Render every line of the records below as a JSON list of strings, one string per line, with blank lines dropped. Leave out the pictures.

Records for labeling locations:

● ● ● ● ●

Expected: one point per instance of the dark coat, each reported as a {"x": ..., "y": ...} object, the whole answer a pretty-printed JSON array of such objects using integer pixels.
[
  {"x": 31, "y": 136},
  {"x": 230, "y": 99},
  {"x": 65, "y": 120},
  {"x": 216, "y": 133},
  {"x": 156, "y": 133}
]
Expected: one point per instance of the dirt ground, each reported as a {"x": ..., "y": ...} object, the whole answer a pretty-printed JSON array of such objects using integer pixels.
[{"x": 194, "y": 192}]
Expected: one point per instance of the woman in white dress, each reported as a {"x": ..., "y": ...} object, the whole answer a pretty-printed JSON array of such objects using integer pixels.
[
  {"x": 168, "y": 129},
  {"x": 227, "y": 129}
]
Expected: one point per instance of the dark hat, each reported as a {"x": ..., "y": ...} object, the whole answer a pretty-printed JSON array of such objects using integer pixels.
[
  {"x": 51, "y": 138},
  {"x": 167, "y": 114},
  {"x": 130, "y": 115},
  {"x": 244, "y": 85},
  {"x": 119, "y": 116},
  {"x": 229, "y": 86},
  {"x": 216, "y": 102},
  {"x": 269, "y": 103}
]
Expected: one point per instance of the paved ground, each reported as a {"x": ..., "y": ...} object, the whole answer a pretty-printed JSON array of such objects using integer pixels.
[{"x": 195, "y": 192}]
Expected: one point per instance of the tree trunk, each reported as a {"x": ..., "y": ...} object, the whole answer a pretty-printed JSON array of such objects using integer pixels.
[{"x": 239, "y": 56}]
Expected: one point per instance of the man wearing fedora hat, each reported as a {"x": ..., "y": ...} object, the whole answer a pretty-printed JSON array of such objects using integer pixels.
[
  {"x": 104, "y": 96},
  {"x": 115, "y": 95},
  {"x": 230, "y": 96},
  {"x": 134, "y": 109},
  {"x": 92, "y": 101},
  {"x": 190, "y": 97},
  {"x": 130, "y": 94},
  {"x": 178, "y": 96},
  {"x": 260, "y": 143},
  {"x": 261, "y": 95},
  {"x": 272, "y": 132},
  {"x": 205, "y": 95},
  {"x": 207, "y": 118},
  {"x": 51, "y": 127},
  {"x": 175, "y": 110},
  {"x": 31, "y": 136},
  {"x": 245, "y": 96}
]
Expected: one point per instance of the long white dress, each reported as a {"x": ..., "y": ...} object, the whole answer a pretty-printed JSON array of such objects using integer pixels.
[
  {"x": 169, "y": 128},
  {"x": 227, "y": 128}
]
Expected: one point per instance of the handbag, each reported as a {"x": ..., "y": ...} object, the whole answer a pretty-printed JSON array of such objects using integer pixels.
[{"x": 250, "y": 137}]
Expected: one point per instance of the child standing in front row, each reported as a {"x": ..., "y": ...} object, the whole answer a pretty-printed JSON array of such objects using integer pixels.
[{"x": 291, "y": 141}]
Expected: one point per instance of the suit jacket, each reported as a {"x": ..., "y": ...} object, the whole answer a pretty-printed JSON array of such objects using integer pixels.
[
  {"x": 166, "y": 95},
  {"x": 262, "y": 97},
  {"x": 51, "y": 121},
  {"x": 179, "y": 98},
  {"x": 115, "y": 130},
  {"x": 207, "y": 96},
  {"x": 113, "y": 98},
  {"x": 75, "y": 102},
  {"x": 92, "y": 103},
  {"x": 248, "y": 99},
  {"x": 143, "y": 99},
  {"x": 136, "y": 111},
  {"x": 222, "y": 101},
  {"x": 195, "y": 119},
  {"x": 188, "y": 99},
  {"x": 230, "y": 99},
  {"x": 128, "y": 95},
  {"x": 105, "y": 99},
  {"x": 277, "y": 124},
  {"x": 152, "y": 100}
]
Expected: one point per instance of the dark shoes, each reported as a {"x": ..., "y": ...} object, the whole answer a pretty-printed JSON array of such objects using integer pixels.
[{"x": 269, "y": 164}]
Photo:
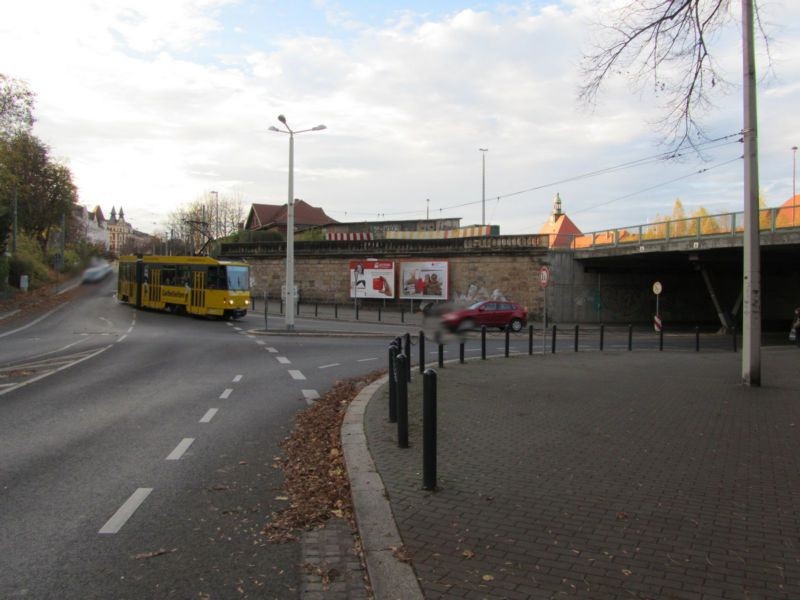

● ● ● ● ●

RESPONSE TO THE TASK »
[
  "Expected: one point per instance of the dark coat, each reported as a {\"x\": ..., \"y\": ...} object, the whole answer a pretty-printed JSON array of such objects using integer pixels.",
  "[",
  "  {\"x\": 31, \"y\": 136},",
  "  {\"x\": 230, \"y\": 99},",
  "  {\"x\": 65, \"y\": 120},",
  "  {\"x\": 216, \"y\": 133},",
  "  {\"x\": 156, \"y\": 133}",
  "]",
  "Expected: one point per instance of the dirt ground, each reported as a {\"x\": ..., \"y\": ...} object, the whole answer a pretty-printed JSON array of such objects using integer pixels.",
  "[{\"x\": 194, \"y\": 192}]",
  "Expected: one point per instance of the woman in white dress, each reported as a {\"x\": ..., \"y\": ...} object, the whole answer a pretty-printed JSON array of such objects using integer pixels.",
  "[",
  "  {\"x\": 168, \"y\": 129},",
  "  {\"x\": 227, \"y\": 129}",
  "]",
  "Expected: one point per instance of the dark hat, each reported as a {\"x\": ..., \"y\": ...} object, the whole answer a pretty-printed JSON array of such objects using integer pixels.",
  "[",
  "  {\"x\": 51, \"y\": 138},",
  "  {\"x\": 167, \"y\": 114},",
  "  {\"x\": 130, \"y\": 115},",
  "  {\"x\": 244, \"y\": 85},",
  "  {\"x\": 119, \"y\": 116},",
  "  {\"x\": 229, \"y\": 86},",
  "  {\"x\": 216, \"y\": 102},",
  "  {\"x\": 269, \"y\": 103}",
  "]",
  "Expected: one point per instance of the paved ground, each reported as a {\"x\": ..., \"y\": ...} object, the whole answer a pretty-printed JSON array of such objects using integer pixels.",
  "[{\"x\": 195, \"y\": 192}]",
  "Expected: one point per instance of the tree trunk, each reported as a {\"x\": ..., \"y\": ...} object, the whole answer a pretty-printed JSON array of such objects using integer pixels.",
  "[{\"x\": 239, \"y\": 56}]",
  "Expected: one point per instance of the man wearing fedora hat, each reported as a {\"x\": ..., \"y\": ...} object, the whole answer a pretty-printed JSON array of such objects using integer pixels.",
  "[",
  "  {\"x\": 104, \"y\": 96},",
  "  {\"x\": 115, \"y\": 95},",
  "  {\"x\": 230, \"y\": 96},",
  "  {\"x\": 134, \"y\": 109},",
  "  {\"x\": 92, \"y\": 101},",
  "  {\"x\": 190, \"y\": 97},",
  "  {\"x\": 130, \"y\": 94},",
  "  {\"x\": 178, \"y\": 96},",
  "  {\"x\": 260, \"y\": 143},",
  "  {\"x\": 261, \"y\": 95},",
  "  {\"x\": 272, \"y\": 132},",
  "  {\"x\": 205, \"y\": 95},",
  "  {\"x\": 207, \"y\": 118},",
  "  {\"x\": 51, \"y\": 127},",
  "  {\"x\": 175, \"y\": 110},",
  "  {\"x\": 31, \"y\": 136},",
  "  {\"x\": 245, \"y\": 96}",
  "]",
  "Expected: one point per instance of the long white dress, each reported as a {\"x\": ..., \"y\": ...} object, the whole answer a pretty-printed JSON array of such objects using integer pixels.",
  "[",
  "  {\"x\": 169, \"y\": 128},",
  "  {\"x\": 227, \"y\": 128}",
  "]",
  "Expected: one point per instance of the handbag, each reported as a {\"x\": ..., \"y\": ...} object, the whole answer a pretty-printed JSON array of such objects using integer pixels.",
  "[{\"x\": 250, \"y\": 137}]",
  "Expected: one point per instance of the child standing in front row, each reported as a {\"x\": ..., \"y\": ...} object, the whole answer a pretty-printed JSON array of such objects using integer pixels.",
  "[{\"x\": 291, \"y\": 141}]",
  "Expected: one point per instance of the suit jacket, each reported as a {\"x\": ..., \"y\": ...} object, the whole answer a pretty-printed JSON array of such objects using integer pixels.",
  "[",
  "  {\"x\": 166, \"y\": 95},",
  "  {\"x\": 262, \"y\": 97},",
  "  {\"x\": 51, \"y\": 121},",
  "  {\"x\": 179, \"y\": 98},",
  "  {\"x\": 115, \"y\": 130},",
  "  {\"x\": 207, \"y\": 96},",
  "  {\"x\": 113, \"y\": 98},",
  "  {\"x\": 75, \"y\": 102},",
  "  {\"x\": 92, \"y\": 103},",
  "  {\"x\": 248, \"y\": 99},",
  "  {\"x\": 143, \"y\": 99},",
  "  {\"x\": 136, \"y\": 111},",
  "  {\"x\": 222, \"y\": 101},",
  "  {\"x\": 195, \"y\": 119},",
  "  {\"x\": 188, \"y\": 99},",
  "  {\"x\": 230, \"y\": 99},",
  "  {\"x\": 128, \"y\": 95},",
  "  {\"x\": 105, \"y\": 99},",
  "  {\"x\": 277, \"y\": 124},",
  "  {\"x\": 152, \"y\": 100}",
  "]",
  "Expected: one point per instance of the dark shoes, each reported as a {\"x\": ..., \"y\": ...} object, the whole answer a pretty-printed JSON array of such objects using integer pixels.",
  "[{\"x\": 269, \"y\": 164}]",
  "Photo:"
]